** start **

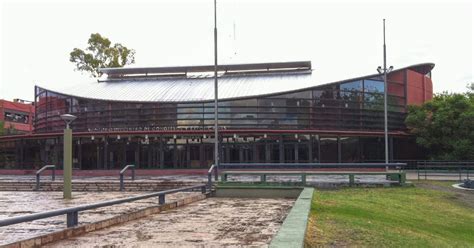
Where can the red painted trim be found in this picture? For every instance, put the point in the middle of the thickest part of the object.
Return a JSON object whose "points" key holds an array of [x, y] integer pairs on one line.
{"points": [[210, 131]]}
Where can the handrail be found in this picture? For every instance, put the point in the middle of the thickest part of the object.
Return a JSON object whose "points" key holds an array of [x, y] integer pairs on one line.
{"points": [[447, 167], [38, 173], [209, 176], [122, 187], [73, 212], [313, 165]]}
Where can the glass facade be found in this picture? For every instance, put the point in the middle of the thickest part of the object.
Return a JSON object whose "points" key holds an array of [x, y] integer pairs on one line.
{"points": [[319, 124], [354, 105]]}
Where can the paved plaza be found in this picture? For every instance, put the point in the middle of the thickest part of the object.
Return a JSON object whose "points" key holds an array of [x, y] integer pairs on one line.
{"points": [[23, 203], [214, 222]]}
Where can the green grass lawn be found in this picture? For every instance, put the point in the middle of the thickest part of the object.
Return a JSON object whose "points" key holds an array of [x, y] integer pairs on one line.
{"points": [[427, 215]]}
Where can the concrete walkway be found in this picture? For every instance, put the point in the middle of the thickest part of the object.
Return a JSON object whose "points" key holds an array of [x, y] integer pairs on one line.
{"points": [[214, 222], [23, 203]]}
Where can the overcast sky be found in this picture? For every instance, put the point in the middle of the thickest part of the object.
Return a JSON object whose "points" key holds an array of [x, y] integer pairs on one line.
{"points": [[343, 39]]}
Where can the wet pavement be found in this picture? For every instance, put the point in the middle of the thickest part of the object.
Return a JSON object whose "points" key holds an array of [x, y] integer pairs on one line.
{"points": [[203, 178], [214, 222], [23, 203]]}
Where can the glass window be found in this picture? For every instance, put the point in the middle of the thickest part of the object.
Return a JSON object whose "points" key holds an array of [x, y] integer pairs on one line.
{"points": [[373, 86], [350, 149], [352, 86], [329, 150]]}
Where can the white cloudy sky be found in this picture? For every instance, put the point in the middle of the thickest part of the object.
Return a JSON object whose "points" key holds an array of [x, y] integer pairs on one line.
{"points": [[343, 39]]}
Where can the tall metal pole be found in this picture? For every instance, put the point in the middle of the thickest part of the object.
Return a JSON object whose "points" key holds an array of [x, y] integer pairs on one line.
{"points": [[385, 94], [216, 114], [67, 163]]}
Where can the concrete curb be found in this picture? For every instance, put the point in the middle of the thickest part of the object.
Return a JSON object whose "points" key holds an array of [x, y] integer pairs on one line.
{"points": [[90, 227], [293, 231]]}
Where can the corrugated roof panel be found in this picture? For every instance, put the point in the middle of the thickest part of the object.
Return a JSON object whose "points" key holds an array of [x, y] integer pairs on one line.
{"points": [[190, 89], [181, 89]]}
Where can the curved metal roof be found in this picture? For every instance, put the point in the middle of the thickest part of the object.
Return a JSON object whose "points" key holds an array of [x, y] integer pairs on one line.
{"points": [[201, 88]]}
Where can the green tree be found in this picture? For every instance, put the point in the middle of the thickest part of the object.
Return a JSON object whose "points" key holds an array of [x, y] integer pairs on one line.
{"points": [[101, 54], [445, 126]]}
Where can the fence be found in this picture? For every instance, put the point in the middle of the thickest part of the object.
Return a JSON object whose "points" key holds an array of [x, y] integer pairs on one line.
{"points": [[459, 169]]}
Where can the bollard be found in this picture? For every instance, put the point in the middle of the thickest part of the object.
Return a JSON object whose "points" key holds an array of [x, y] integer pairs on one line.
{"points": [[37, 181], [121, 182], [161, 199], [72, 219]]}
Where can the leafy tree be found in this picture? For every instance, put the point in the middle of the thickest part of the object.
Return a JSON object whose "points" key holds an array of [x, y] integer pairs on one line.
{"points": [[101, 54], [445, 126]]}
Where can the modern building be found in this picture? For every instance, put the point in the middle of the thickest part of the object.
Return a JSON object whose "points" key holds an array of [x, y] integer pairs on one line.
{"points": [[17, 116], [270, 112]]}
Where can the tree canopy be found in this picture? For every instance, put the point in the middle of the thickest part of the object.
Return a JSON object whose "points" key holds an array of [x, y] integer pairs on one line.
{"points": [[445, 126], [101, 54]]}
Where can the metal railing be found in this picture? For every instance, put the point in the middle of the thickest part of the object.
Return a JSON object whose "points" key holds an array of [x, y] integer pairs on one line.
{"points": [[122, 187], [396, 166], [444, 169], [72, 213], [38, 174], [209, 176]]}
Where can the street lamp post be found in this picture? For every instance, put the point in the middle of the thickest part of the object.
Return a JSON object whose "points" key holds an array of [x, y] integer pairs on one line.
{"points": [[67, 159], [216, 112], [384, 71]]}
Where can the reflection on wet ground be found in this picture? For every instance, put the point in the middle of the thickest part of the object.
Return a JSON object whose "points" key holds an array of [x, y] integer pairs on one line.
{"points": [[214, 222], [22, 203]]}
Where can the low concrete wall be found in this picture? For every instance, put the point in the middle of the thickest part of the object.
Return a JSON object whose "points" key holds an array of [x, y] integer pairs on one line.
{"points": [[293, 230], [258, 192], [80, 230]]}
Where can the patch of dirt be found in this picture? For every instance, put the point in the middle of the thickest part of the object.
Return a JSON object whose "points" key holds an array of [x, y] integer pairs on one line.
{"points": [[464, 197]]}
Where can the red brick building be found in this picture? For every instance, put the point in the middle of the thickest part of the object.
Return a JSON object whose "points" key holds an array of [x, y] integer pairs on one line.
{"points": [[17, 116]]}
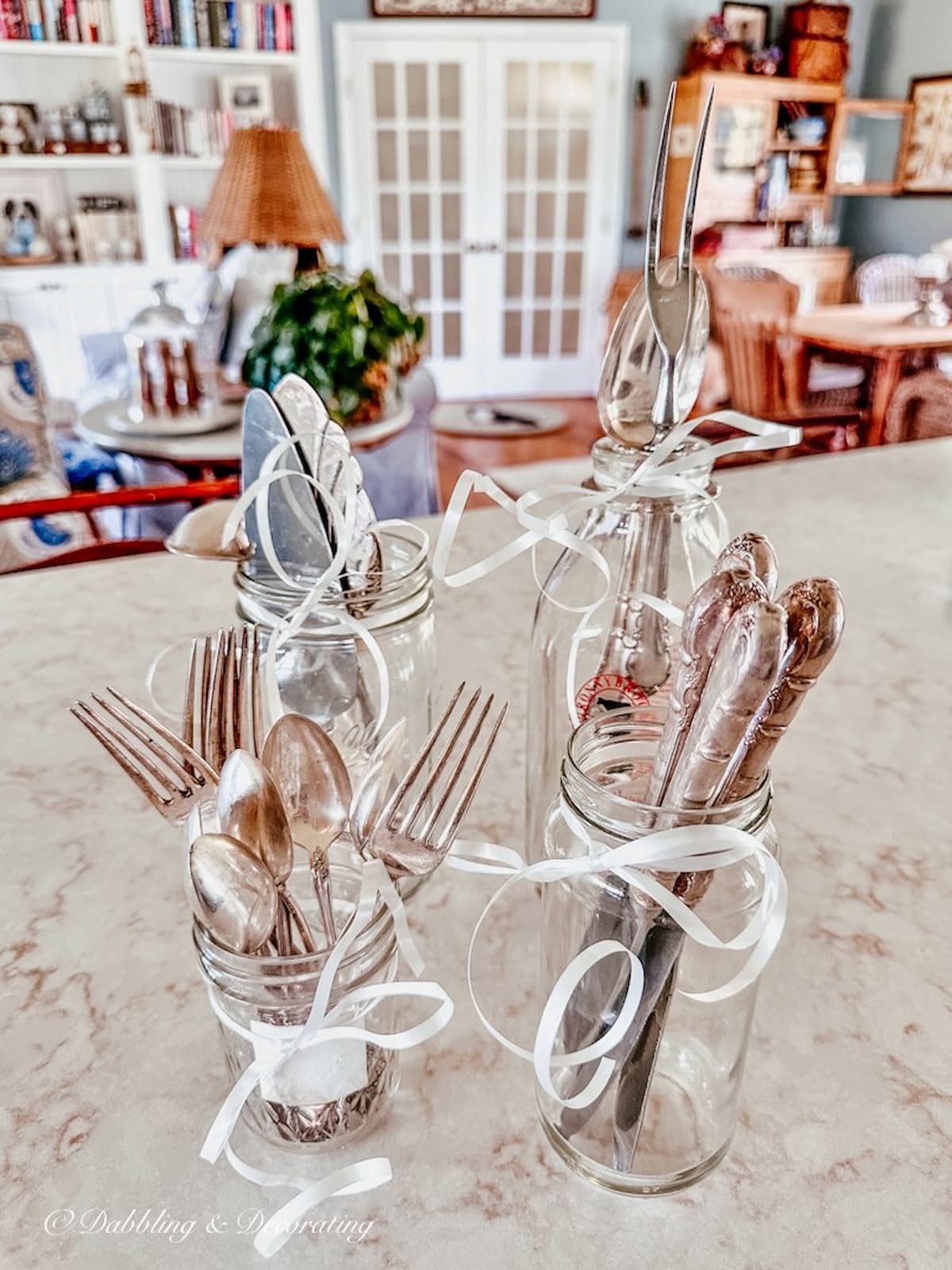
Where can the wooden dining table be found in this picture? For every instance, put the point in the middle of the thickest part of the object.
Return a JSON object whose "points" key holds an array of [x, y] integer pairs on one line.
{"points": [[879, 336]]}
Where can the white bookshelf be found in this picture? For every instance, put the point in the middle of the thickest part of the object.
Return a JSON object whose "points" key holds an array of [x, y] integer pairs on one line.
{"points": [[60, 302]]}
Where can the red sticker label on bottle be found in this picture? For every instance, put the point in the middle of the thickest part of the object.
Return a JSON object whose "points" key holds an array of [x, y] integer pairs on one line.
{"points": [[605, 692]]}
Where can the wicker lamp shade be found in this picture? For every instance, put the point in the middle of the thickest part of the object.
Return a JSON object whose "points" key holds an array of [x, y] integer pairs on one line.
{"points": [[268, 192]]}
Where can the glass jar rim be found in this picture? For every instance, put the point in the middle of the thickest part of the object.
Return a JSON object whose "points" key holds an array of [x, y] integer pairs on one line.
{"points": [[410, 571], [753, 808], [251, 967]]}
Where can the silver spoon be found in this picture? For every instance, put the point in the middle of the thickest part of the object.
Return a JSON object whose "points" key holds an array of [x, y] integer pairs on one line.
{"points": [[232, 895], [374, 787], [201, 533], [317, 791], [251, 810]]}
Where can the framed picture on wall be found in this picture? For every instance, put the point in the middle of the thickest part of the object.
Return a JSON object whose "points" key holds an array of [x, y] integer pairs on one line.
{"points": [[482, 8], [927, 165], [248, 98], [747, 23]]}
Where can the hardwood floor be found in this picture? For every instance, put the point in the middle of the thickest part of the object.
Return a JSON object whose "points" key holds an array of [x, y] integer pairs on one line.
{"points": [[456, 454]]}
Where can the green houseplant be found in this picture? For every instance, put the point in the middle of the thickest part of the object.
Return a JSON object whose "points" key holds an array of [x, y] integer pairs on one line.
{"points": [[344, 337]]}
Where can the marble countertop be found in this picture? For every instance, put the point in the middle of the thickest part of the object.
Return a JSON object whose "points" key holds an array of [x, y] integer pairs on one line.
{"points": [[842, 1155]]}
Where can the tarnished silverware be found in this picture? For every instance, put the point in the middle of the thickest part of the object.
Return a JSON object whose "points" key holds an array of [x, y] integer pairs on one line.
{"points": [[201, 533], [232, 895], [670, 302], [706, 618], [169, 772], [636, 647], [251, 810], [224, 706], [408, 835], [814, 630], [750, 552], [742, 673], [315, 787]]}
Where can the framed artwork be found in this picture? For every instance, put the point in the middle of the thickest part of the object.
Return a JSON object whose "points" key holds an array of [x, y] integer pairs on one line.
{"points": [[482, 8], [248, 98], [927, 163], [747, 23]]}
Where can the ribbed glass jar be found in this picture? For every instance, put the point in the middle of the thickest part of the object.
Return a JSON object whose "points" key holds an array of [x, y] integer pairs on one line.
{"points": [[663, 545], [670, 1111], [328, 673], [325, 1094]]}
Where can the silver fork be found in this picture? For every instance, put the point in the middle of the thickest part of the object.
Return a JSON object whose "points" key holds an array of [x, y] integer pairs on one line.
{"points": [[670, 305], [222, 708], [416, 850], [168, 772]]}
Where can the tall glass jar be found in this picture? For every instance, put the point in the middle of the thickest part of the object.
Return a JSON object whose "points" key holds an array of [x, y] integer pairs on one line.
{"points": [[328, 673], [325, 1094], [670, 1111], [658, 545]]}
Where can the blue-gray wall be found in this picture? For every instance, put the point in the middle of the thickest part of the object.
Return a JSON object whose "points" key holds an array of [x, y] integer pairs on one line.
{"points": [[892, 41], [905, 38]]}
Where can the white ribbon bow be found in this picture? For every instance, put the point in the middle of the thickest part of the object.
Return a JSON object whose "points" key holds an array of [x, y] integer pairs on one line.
{"points": [[691, 849], [324, 1026], [662, 474]]}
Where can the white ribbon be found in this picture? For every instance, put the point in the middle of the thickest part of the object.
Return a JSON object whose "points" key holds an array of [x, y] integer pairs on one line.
{"points": [[660, 475], [324, 1026], [689, 849]]}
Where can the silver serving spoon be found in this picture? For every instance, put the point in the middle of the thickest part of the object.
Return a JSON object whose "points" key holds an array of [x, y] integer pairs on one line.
{"points": [[374, 787], [251, 810], [201, 533], [232, 895], [315, 787]]}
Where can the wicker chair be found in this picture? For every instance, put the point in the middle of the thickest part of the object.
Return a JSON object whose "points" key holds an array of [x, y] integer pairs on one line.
{"points": [[770, 371], [886, 279], [920, 408]]}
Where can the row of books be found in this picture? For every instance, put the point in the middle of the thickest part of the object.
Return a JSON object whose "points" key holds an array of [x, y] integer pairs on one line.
{"points": [[181, 130], [65, 22], [220, 25], [184, 232]]}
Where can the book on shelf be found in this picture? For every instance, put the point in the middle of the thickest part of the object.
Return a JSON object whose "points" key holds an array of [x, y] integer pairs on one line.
{"points": [[57, 22], [184, 232], [245, 25], [190, 133]]}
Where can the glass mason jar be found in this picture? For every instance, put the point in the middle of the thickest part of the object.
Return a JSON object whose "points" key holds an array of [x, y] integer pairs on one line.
{"points": [[668, 1114], [329, 1092], [666, 546], [168, 380], [328, 673]]}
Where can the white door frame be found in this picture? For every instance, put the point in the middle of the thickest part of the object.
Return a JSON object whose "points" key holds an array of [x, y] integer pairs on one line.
{"points": [[537, 376]]}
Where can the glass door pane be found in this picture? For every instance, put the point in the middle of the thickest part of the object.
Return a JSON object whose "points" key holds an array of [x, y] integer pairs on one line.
{"points": [[410, 111], [549, 149]]}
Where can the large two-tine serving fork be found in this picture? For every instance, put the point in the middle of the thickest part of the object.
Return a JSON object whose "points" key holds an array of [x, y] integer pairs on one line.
{"points": [[222, 709], [419, 822], [670, 302], [169, 772]]}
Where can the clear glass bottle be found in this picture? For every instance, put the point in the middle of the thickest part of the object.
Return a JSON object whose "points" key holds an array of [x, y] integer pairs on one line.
{"points": [[664, 546], [657, 1128], [327, 1094], [327, 673]]}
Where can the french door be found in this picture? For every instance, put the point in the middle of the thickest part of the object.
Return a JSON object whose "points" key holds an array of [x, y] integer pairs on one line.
{"points": [[482, 178]]}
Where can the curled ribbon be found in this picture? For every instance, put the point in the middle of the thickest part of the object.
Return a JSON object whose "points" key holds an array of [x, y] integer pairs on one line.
{"points": [[689, 849], [324, 1026], [660, 475]]}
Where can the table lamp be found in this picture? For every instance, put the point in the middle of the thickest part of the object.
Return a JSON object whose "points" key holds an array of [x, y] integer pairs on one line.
{"points": [[268, 194]]}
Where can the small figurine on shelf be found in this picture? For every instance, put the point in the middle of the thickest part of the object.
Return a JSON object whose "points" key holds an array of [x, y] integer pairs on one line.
{"points": [[23, 241], [65, 241]]}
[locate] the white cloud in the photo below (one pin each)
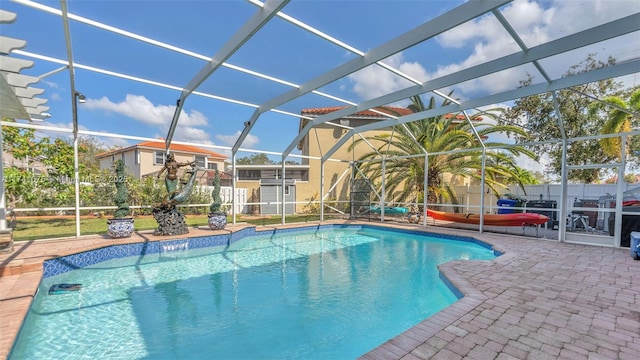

** end **

What to work on: Retype the listing above exactly, from the line with "Where can the small" through the end of the listing, and leave out the pictures.

Written reply:
Where can the small figurine on shelf be found in this picture? For every instance, put the point in the middle of the thickest part of the object.
Return a JSON object whose "points" key holds an array of [x, y] integer pairs on one line.
{"points": [[23, 241], [65, 241]]}
[locate] the white cloud in the photo below (one pin each)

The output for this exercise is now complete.